Work to be completed
Repeat each line of the material exactly.

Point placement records
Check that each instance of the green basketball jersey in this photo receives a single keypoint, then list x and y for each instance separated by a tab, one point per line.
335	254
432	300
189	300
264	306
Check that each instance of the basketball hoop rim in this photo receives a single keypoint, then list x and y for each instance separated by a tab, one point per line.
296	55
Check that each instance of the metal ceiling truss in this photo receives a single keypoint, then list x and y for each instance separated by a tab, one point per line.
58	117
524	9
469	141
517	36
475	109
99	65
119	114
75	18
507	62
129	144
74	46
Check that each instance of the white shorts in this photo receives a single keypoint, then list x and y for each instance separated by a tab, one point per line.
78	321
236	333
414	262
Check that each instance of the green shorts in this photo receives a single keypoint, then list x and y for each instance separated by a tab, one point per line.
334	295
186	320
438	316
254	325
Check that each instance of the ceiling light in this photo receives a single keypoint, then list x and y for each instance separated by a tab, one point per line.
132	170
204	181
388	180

Solution to this task
Check that each instance of the green basketball jersey in this photo receives a single keypoint, then list x and y for each instance separated by a tab, one point per line.
335	254
432	300
189	300
264	306
Check that each instance of the basketball hoop rim in this photo receives a single keypoint, then list x and y for each instance separated by a tab, one point per line.
296	55
Check that each instance of the metal ceiling truss in this photo receives a single keypoint, then list x and y for each instance separated by a tab, one point per line.
58	117
524	9
469	141
517	36
475	109
99	65
119	114
75	18
507	62
129	144
74	46
Check that each instance of the white shorts in this photo receives a single keypoint, then list x and y for each instance separated by a tab, one point per line.
78	321
236	333
414	262
Check that each instance of the green shorts in this photo receives a single keypoint, then list x and y for each instance separated by a tab, one point per line.
334	295
186	320
438	316
254	325
Check that each instance of the ceiling light in this photo receives a single keypoint, then list x and y for each instance separated by a tab, one point per line.
132	170
204	181
388	180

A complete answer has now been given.